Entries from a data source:
※

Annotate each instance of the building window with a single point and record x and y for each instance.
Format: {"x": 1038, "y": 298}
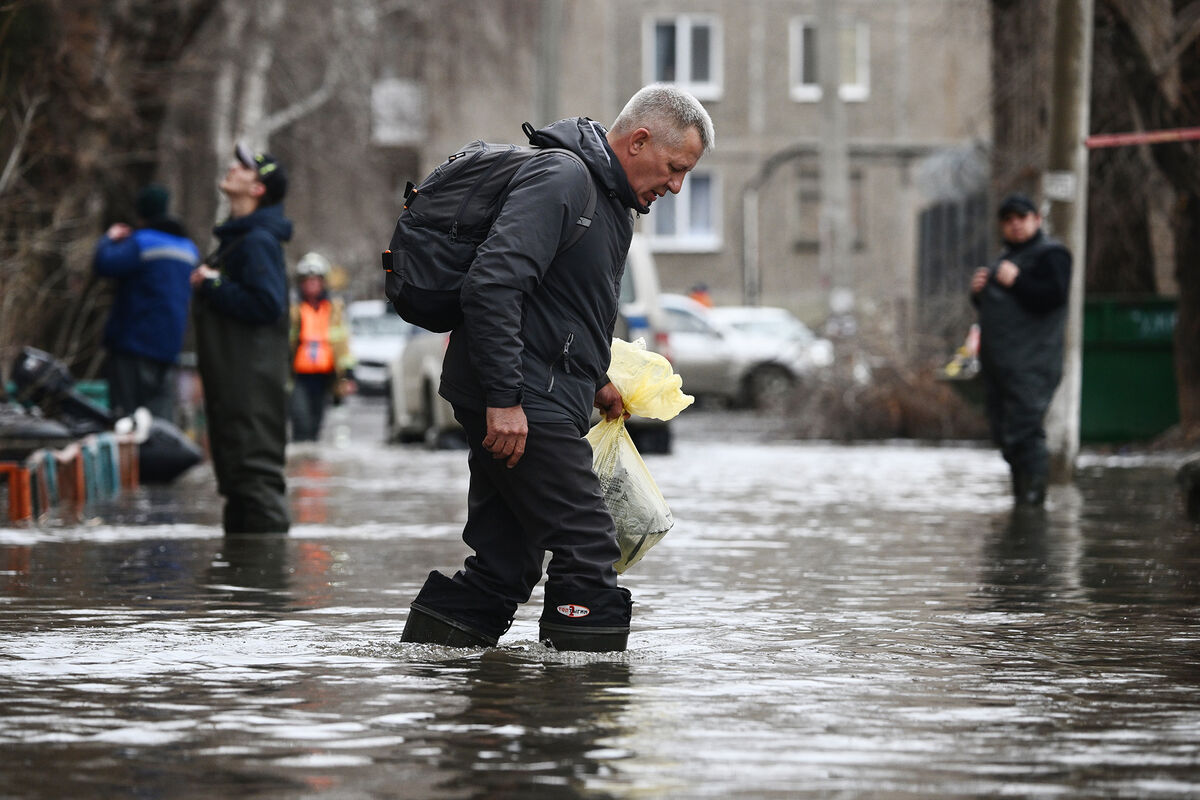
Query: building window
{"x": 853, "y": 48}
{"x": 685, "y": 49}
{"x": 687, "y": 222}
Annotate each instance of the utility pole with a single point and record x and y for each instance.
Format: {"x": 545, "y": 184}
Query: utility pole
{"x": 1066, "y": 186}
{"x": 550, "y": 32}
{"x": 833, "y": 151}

※

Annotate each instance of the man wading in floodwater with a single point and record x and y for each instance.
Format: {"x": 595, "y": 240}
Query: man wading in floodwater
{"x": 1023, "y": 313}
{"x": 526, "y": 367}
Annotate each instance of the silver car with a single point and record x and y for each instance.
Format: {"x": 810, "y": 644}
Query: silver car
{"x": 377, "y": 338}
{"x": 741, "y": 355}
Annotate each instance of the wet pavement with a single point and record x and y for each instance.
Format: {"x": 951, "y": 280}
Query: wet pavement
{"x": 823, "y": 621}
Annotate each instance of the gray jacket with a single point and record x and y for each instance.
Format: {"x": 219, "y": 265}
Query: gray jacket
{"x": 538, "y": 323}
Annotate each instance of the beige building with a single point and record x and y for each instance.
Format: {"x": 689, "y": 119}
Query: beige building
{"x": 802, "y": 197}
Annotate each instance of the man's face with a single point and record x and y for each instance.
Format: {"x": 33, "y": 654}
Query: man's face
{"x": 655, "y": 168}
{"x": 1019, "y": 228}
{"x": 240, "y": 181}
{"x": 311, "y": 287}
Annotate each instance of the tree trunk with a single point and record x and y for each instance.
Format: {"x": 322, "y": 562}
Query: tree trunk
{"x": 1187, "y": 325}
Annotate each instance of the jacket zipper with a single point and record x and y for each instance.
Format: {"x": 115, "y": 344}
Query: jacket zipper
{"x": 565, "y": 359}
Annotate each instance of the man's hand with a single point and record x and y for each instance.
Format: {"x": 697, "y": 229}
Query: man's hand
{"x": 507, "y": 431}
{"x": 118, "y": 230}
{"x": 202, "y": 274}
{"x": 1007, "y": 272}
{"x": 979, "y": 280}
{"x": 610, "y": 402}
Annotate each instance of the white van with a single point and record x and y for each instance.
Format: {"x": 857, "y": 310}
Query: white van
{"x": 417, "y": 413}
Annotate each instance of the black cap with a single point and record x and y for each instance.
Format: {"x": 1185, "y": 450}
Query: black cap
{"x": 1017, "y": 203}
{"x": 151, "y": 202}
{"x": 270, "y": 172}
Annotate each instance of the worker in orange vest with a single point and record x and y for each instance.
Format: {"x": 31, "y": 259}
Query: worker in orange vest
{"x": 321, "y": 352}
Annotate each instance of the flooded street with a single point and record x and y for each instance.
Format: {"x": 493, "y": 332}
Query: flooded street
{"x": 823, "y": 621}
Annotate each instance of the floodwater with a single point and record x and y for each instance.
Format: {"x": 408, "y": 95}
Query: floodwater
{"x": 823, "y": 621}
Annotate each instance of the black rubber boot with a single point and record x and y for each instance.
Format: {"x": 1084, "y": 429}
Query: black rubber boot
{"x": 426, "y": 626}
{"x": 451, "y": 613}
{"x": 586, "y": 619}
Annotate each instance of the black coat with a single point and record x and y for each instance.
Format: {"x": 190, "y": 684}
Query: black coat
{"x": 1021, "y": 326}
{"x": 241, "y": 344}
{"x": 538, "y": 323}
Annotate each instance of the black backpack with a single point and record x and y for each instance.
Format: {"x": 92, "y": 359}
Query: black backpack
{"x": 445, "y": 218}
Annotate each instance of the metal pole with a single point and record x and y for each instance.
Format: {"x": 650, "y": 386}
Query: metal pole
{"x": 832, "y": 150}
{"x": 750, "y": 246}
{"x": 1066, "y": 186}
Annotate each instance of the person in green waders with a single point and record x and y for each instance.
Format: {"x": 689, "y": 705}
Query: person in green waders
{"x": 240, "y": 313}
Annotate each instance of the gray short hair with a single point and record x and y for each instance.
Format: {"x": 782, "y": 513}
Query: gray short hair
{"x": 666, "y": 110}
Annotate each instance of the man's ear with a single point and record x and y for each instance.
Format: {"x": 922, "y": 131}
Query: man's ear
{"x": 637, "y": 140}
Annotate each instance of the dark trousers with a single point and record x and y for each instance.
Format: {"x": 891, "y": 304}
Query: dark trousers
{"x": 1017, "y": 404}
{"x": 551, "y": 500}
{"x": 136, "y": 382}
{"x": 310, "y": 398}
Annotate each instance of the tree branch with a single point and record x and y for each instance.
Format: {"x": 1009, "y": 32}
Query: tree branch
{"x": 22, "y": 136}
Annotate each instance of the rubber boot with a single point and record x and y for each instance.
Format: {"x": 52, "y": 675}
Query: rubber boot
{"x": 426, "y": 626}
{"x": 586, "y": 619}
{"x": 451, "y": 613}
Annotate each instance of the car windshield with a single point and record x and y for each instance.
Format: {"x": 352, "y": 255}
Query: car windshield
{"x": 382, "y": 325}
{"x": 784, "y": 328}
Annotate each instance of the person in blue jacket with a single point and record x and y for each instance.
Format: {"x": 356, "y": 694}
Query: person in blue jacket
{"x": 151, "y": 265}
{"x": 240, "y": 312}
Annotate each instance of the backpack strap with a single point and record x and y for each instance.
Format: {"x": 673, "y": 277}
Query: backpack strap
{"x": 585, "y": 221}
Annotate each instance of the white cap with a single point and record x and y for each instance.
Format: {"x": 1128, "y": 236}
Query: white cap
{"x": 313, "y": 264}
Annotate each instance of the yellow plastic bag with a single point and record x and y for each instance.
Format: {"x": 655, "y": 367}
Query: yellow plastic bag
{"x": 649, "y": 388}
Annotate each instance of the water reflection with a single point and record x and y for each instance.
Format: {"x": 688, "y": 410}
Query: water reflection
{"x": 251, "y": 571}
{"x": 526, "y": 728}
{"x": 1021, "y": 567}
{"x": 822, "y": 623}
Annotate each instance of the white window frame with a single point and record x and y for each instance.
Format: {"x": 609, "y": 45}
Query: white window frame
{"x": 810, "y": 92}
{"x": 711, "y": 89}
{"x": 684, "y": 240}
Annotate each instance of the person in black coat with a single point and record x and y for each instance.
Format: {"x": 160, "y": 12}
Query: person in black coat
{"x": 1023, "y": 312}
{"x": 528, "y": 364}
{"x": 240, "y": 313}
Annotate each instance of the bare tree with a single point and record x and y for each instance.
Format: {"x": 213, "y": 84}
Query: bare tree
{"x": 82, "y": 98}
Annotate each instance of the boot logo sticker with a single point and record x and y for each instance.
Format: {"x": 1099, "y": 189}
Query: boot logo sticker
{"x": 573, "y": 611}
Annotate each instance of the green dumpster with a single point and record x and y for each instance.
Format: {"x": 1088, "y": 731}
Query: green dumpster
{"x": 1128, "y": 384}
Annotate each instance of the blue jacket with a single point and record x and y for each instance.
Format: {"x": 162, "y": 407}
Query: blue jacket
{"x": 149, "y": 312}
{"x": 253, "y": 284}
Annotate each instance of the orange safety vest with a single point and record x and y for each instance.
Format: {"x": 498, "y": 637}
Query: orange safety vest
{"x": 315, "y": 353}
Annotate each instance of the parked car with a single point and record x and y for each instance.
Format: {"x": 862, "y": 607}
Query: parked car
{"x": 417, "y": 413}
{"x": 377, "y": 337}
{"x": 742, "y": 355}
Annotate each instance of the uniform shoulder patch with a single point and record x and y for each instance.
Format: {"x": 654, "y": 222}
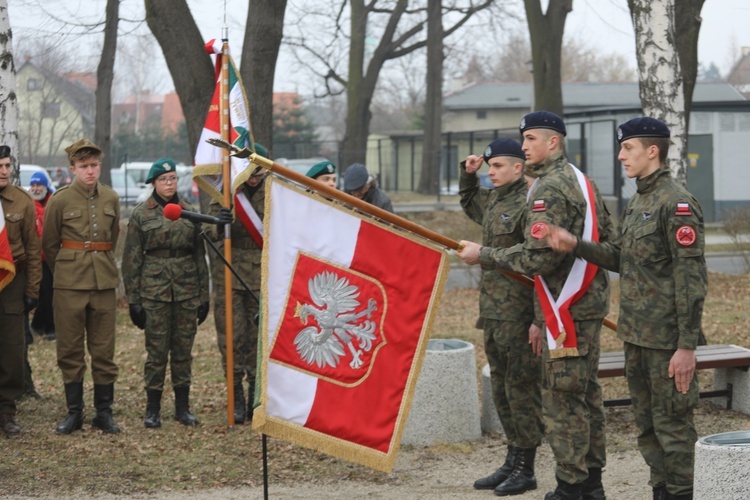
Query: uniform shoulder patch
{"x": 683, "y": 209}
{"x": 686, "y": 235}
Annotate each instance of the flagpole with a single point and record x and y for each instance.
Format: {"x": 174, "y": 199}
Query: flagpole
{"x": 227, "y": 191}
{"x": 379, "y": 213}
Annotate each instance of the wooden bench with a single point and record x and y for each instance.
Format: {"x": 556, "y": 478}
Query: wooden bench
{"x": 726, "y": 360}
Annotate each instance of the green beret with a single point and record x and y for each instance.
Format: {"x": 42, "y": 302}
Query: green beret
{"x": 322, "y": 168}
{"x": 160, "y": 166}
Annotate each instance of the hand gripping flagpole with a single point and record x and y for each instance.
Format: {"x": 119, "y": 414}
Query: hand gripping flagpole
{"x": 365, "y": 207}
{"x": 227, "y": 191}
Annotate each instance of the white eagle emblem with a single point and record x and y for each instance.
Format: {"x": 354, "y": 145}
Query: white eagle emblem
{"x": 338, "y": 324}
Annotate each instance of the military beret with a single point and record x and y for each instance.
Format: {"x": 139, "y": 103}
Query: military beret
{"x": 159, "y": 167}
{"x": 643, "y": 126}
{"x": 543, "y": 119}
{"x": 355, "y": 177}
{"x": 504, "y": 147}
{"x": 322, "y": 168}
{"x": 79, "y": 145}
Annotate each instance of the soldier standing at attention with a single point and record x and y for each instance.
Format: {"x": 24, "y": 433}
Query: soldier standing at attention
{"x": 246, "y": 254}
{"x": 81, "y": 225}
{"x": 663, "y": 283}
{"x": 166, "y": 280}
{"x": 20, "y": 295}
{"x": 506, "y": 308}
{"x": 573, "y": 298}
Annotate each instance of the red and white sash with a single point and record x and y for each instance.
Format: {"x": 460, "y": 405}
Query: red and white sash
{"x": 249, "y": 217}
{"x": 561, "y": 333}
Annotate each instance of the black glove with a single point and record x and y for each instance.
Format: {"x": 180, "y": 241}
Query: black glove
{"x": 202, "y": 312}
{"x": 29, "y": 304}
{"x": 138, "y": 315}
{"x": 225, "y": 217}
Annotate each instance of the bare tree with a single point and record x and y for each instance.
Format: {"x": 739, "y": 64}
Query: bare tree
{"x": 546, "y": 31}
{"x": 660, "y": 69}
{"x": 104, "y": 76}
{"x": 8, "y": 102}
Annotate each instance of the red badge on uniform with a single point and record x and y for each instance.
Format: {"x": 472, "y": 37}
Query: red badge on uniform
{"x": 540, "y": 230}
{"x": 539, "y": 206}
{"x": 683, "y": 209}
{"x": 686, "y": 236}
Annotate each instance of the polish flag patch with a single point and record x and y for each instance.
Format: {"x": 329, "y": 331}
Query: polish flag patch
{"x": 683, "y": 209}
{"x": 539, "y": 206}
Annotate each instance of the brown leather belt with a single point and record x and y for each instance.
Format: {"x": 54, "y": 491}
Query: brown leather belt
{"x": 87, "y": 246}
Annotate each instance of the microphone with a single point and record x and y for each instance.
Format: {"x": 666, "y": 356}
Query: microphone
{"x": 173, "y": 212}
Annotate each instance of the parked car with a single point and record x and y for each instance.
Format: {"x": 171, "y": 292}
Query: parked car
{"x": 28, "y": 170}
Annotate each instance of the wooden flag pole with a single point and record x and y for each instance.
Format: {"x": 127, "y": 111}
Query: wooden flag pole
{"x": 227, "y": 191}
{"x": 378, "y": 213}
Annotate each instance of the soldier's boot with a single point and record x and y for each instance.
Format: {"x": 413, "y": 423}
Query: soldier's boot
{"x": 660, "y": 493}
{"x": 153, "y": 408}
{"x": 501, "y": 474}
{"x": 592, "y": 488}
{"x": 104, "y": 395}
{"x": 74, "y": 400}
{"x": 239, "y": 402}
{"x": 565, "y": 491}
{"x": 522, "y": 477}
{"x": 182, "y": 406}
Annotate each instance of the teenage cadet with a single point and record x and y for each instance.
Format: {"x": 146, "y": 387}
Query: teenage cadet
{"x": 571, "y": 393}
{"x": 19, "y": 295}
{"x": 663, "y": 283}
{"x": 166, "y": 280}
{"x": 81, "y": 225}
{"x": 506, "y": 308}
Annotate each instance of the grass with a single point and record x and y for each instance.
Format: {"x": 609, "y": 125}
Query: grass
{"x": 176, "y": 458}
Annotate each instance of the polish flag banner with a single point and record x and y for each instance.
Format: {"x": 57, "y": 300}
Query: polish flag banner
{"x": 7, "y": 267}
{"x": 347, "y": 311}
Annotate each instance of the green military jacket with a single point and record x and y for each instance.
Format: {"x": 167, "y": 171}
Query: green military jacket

※

* [Short problem] Can you give again, word for word, the stretch of the material from the line containing "Annotate each instance of the teenage" through the line containing "Query: green military jacket", including both of those lines?

* [Solution]
Annotate each instance of the teenage cadet with a single point and record x and y for each instance.
Format: {"x": 146, "y": 387}
Query: teenage cadet
{"x": 571, "y": 393}
{"x": 19, "y": 295}
{"x": 663, "y": 283}
{"x": 166, "y": 280}
{"x": 81, "y": 225}
{"x": 506, "y": 308}
Annotate each instance of the grass with a single point and record x and y for each instance.
Format: {"x": 609, "y": 125}
Query: grass
{"x": 176, "y": 458}
Annotate each instance of the polish flag banner with a single point and record x and y for each instance.
Format: {"x": 57, "y": 300}
Query: polish flag banner
{"x": 7, "y": 267}
{"x": 347, "y": 311}
Annotate each instance of the green military jacket with a single point and record x and y for each instance.
Format: {"x": 167, "y": 171}
Query: green military jacket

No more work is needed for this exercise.